EXERCISE
Summarize the text on the proposed Section 2704 regulations in two sentences.

DOCUMENT SEGMENT
========================================
New Proposed Regulations Under Section 2704. Under Section 2704, the IRS was given broad authority to issue regulations to implement the statute’s intent. On August 2, after much anticipation, the Treasury Department issued new proposed regulations under Section 2704. Mark Mazur, Treasury Assistant Secretary for tax policy, said in a statement that the proposed regulations that will, if finalized in their current form, eliminate one-half of the currently available valuation discounts a practice “that certain taxpayers have long used to understate the fair market value of their assets for estate and gift tax purposes.”

The proposed regulations, which attempt to significantly limit the ability to claim valuation discounts, appear to be broad and far-reaching, and could be challenged in light of the legislative history of Section 2704. Some commentators have questioned whether they are within the statutory authority of the IRS. While the validity of the Section 2704 regulations may be challenged by taxpayers on the grounds that the regulations are an abuse of discretion by the IRS and beyond the scope of the type of restrictions prohibited by Section 2704, it will take time to know how the courts view this position.
========================================
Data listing
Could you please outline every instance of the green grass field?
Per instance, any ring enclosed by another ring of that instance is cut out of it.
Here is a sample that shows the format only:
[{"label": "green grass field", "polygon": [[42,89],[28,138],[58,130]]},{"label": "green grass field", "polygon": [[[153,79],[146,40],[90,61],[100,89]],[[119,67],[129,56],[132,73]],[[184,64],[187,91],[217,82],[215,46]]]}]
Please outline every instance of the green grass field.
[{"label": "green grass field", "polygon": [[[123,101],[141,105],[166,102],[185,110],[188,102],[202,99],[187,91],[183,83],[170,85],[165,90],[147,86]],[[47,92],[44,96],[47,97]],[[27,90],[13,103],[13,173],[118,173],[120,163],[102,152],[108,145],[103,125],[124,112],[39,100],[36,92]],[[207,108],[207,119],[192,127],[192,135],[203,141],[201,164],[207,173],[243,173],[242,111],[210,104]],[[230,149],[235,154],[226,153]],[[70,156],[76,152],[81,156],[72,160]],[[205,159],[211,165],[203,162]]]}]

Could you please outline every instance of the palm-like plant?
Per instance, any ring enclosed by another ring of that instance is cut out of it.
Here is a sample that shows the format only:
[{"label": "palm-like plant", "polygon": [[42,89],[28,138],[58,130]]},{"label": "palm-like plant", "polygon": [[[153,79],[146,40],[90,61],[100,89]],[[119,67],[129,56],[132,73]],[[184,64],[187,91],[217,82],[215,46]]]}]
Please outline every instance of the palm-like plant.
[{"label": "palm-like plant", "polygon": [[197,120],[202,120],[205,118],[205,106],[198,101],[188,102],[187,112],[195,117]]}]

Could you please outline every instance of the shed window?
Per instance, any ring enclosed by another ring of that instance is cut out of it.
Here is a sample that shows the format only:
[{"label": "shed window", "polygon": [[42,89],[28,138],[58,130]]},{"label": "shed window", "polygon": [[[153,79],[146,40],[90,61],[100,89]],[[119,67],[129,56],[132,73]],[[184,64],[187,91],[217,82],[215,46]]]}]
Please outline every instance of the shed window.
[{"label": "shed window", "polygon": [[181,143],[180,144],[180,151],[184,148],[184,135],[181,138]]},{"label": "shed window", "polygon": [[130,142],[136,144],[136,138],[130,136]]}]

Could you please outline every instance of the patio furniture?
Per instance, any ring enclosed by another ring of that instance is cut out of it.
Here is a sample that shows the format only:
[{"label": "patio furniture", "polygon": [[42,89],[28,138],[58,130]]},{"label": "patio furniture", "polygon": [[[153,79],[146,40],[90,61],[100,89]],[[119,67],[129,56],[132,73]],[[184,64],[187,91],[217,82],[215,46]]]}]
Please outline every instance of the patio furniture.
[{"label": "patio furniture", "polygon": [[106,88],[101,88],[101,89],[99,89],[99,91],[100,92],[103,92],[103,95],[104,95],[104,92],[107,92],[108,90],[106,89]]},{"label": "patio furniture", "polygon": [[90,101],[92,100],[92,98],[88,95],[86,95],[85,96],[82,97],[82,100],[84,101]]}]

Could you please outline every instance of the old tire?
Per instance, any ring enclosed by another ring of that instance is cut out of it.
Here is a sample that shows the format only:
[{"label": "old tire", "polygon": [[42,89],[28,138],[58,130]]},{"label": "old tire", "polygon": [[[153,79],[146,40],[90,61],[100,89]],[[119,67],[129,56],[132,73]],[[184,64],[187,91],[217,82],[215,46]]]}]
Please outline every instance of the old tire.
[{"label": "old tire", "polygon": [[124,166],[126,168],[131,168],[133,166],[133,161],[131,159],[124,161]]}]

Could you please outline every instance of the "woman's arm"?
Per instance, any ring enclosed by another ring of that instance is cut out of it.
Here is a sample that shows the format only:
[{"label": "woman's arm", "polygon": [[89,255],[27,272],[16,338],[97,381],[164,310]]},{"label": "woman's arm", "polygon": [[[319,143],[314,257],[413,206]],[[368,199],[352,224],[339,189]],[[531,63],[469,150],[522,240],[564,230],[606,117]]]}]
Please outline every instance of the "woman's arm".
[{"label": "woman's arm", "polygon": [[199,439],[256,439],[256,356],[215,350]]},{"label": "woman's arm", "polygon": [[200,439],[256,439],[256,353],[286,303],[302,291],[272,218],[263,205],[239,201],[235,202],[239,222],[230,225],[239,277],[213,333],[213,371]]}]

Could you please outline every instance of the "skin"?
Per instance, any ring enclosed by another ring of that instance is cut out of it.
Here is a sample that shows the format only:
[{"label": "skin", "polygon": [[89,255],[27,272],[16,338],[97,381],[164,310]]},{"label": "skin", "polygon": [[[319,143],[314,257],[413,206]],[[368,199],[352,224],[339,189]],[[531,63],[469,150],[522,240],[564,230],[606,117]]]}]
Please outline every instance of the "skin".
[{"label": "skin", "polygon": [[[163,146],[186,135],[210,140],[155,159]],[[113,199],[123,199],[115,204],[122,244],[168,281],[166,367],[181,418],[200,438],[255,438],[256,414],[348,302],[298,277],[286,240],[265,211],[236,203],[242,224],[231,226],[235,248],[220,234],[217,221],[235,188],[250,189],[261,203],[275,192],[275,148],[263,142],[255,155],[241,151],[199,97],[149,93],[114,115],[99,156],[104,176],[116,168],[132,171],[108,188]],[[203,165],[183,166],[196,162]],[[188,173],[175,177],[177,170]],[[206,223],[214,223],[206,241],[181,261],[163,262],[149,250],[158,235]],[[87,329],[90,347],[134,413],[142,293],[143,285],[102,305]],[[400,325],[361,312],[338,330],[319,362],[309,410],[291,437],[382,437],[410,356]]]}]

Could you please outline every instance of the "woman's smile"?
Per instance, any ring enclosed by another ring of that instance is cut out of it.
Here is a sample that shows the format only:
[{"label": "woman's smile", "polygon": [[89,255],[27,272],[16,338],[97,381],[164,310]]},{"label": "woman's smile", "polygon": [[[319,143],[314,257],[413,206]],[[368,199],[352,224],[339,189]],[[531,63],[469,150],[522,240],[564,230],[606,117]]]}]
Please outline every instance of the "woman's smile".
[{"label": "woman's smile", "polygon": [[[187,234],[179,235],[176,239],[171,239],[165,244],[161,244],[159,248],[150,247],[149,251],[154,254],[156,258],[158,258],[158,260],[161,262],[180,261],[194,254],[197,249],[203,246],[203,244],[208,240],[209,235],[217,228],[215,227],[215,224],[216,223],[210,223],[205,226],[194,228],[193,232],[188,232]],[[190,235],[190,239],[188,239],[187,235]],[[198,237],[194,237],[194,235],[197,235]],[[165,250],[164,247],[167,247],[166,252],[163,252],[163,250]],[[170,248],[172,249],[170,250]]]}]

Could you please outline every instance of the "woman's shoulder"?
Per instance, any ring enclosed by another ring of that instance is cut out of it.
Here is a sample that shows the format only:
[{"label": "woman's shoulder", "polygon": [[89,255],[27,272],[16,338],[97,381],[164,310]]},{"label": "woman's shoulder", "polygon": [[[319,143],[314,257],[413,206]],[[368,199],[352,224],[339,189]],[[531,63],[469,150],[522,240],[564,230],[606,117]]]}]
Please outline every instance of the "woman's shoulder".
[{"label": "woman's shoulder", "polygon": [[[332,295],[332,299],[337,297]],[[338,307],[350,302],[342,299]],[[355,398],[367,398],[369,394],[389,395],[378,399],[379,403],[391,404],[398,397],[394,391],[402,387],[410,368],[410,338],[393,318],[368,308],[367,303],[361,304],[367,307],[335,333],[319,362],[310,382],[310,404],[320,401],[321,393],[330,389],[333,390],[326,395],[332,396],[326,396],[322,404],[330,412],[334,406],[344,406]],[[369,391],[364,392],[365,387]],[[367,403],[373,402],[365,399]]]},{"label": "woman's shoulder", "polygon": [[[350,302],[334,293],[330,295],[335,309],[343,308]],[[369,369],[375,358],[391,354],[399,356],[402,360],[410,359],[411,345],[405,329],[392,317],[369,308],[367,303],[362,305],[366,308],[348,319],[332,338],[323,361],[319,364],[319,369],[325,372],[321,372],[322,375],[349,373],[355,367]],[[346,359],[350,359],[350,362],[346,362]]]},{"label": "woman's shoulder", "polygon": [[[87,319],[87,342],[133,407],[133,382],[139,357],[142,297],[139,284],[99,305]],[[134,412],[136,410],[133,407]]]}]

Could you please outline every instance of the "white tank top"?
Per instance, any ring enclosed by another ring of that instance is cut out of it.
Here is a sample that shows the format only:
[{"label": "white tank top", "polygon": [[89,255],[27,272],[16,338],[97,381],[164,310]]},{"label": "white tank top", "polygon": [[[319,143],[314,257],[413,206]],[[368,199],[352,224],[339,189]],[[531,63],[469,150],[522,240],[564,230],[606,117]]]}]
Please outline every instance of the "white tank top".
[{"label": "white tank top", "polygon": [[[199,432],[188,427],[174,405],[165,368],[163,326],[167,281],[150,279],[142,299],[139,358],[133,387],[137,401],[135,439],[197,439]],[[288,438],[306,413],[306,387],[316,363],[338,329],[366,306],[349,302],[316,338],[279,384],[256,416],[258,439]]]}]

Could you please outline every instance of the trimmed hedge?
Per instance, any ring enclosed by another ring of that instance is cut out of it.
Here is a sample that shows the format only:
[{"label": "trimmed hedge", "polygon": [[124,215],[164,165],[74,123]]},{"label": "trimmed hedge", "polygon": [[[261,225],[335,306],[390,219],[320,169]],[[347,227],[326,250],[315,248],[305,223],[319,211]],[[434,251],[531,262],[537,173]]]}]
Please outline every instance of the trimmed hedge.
========================================
SOLUTION TO THIS PROBLEM
On August 2, the Treasury Department issued new proposed regulations under Section 2704 that seek to significantly limit the ability to claim valuation discounts, which a Treasury official said some taxpayers have used to understate asset values for estate and gift tax purposes. The regulations appear broad and far-reaching, some commentators question whether they fall within the IRS's statutory authority, and it will take time to learn how courts view taxpayer challenges to their validity.